Input data:
§
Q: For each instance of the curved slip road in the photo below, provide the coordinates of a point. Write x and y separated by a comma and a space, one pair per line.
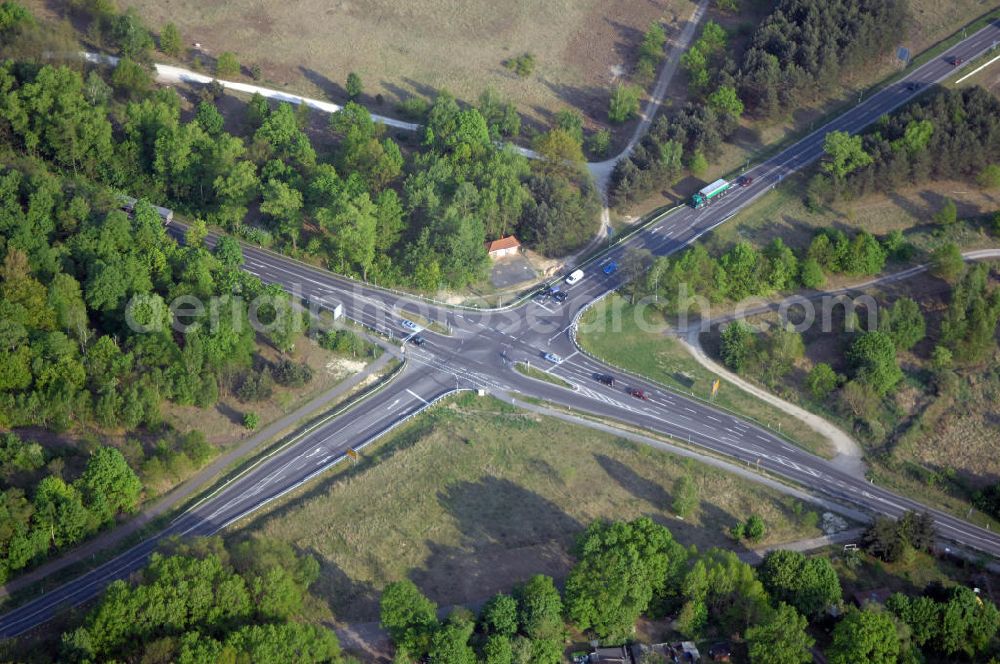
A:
480, 352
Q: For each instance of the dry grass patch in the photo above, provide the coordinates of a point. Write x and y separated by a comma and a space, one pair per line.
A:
474, 496
404, 48
619, 339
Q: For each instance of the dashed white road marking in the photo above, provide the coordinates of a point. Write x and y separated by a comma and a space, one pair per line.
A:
417, 395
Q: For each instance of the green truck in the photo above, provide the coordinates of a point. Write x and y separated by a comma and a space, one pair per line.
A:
710, 193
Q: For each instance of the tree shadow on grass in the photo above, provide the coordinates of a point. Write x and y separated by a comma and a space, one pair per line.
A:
509, 534
348, 600
331, 90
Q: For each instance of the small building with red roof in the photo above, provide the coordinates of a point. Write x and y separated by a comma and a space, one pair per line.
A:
505, 246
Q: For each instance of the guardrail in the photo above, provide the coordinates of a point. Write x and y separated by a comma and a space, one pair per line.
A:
342, 457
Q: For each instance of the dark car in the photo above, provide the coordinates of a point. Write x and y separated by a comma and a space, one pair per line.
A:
638, 394
606, 379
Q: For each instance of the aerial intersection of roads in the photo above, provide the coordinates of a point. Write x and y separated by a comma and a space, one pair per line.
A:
480, 351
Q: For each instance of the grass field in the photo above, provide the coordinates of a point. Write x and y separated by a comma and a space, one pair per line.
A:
474, 496
656, 355
931, 22
938, 448
401, 49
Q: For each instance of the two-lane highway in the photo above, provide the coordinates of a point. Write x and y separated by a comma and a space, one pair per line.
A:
481, 346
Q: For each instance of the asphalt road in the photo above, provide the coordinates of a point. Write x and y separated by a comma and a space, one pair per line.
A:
479, 350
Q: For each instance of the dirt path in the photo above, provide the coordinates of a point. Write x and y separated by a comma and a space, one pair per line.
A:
601, 170
165, 503
849, 454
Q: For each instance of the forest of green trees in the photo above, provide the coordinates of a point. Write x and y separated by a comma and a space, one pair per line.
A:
950, 134
625, 570
414, 215
796, 54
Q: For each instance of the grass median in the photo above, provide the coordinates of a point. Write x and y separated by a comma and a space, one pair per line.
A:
475, 495
653, 354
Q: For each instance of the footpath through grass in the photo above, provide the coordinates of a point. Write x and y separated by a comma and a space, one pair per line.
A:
618, 339
474, 495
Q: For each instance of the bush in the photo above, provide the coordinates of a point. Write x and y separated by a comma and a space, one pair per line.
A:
822, 380
811, 274
738, 531
292, 374
755, 528
522, 65
414, 108
624, 103
599, 143
227, 64
948, 214
947, 262
170, 40
194, 445
343, 341
685, 496
353, 87
130, 79
989, 177
256, 386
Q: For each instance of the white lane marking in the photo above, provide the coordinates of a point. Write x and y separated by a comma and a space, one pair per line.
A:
418, 396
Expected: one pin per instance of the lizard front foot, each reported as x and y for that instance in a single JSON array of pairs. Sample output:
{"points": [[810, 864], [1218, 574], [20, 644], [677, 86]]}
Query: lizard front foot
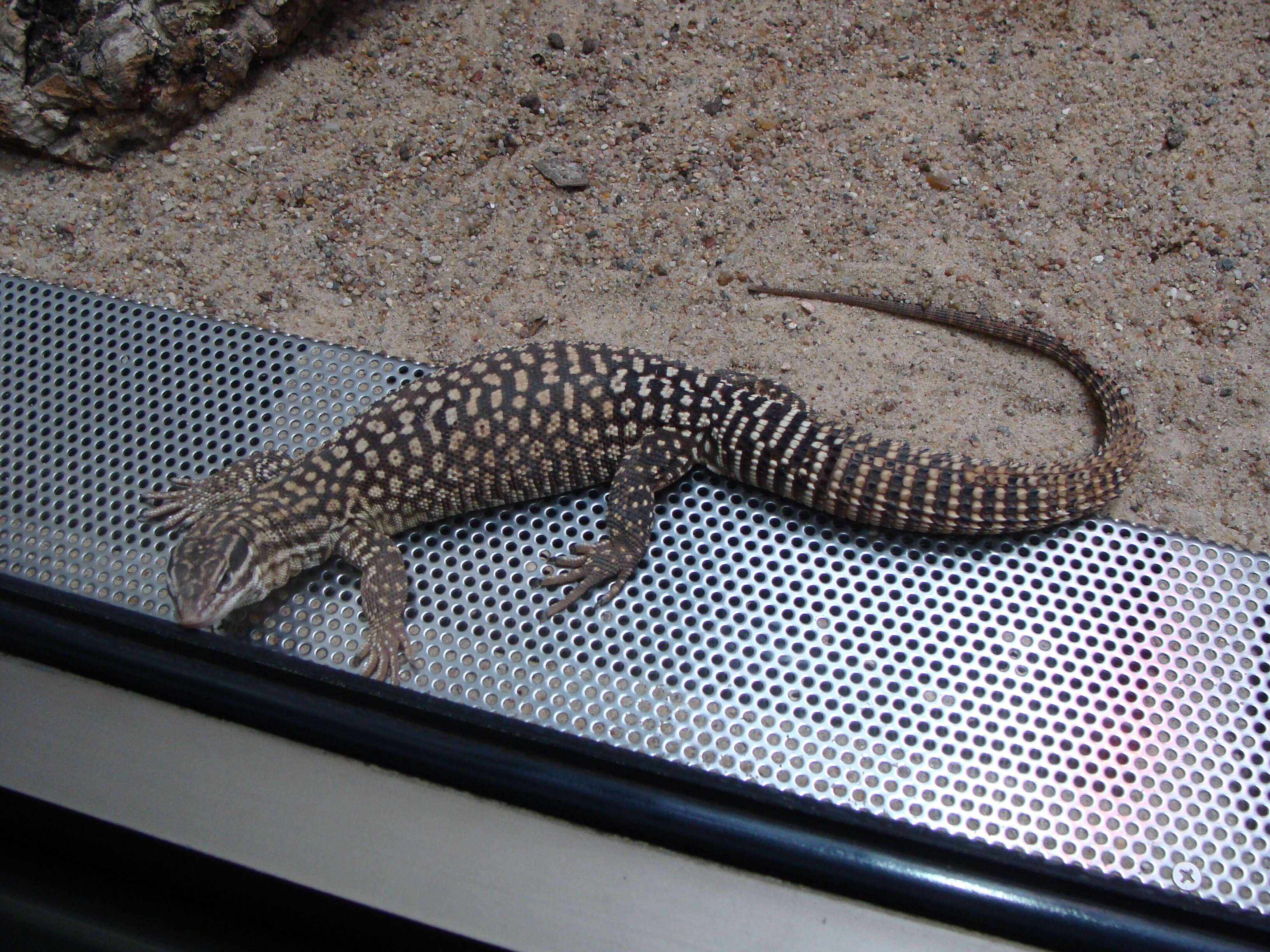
{"points": [[380, 653], [591, 567], [182, 506]]}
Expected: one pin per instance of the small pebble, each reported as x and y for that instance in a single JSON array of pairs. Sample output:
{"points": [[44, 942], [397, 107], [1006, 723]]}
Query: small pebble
{"points": [[563, 173]]}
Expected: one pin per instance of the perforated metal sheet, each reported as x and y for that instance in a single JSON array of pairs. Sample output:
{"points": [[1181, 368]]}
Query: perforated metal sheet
{"points": [[1094, 696]]}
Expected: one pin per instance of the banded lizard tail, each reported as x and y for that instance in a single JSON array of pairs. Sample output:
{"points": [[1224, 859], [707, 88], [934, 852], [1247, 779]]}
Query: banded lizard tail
{"points": [[542, 419]]}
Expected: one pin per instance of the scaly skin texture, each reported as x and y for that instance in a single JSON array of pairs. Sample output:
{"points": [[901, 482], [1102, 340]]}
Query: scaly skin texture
{"points": [[543, 419]]}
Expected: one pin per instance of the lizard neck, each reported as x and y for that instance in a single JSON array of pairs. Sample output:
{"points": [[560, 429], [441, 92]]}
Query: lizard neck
{"points": [[291, 531]]}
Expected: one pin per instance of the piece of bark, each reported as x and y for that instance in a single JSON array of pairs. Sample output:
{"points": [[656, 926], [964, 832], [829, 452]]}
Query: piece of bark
{"points": [[83, 80]]}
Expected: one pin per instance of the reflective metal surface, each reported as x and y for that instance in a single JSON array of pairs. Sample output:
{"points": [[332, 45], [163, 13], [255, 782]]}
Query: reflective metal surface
{"points": [[1094, 696]]}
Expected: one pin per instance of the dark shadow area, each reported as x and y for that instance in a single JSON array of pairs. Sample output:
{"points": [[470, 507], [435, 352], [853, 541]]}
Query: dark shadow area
{"points": [[70, 883]]}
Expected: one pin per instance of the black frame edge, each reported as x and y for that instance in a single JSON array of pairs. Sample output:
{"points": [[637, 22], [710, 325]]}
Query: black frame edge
{"points": [[877, 861]]}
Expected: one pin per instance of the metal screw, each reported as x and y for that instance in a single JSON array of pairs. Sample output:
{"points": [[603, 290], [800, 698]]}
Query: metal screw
{"points": [[1187, 876]]}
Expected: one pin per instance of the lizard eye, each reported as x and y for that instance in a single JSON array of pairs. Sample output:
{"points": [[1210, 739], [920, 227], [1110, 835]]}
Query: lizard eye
{"points": [[234, 564]]}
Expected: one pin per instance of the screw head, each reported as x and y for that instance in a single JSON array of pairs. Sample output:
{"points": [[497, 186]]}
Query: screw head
{"points": [[1187, 876]]}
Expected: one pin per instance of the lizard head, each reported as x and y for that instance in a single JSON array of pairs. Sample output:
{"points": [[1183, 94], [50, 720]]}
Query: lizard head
{"points": [[212, 570]]}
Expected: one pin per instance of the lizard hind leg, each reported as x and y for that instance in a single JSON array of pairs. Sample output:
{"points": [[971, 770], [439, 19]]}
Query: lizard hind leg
{"points": [[657, 461], [384, 597]]}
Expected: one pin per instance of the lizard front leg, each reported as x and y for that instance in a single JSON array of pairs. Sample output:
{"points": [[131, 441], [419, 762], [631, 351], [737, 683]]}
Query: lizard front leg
{"points": [[384, 593], [658, 460], [192, 499]]}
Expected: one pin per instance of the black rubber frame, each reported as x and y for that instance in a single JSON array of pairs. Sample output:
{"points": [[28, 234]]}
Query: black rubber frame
{"points": [[850, 854]]}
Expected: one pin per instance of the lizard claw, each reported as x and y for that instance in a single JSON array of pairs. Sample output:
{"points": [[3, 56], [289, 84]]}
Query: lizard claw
{"points": [[592, 567], [380, 653], [581, 553]]}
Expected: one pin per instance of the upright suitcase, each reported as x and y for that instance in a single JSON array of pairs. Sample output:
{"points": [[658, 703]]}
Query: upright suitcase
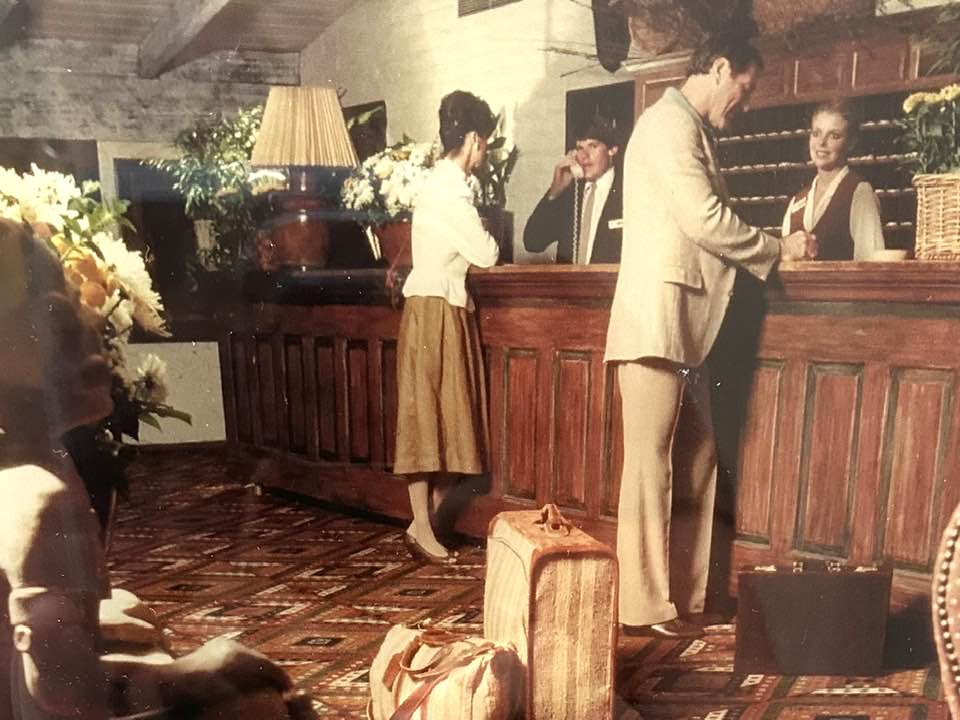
{"points": [[816, 618], [551, 589]]}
§
Problem to work on: State how many lines of the records above contain "white", with no words besides the number.

Result of the exercise: 2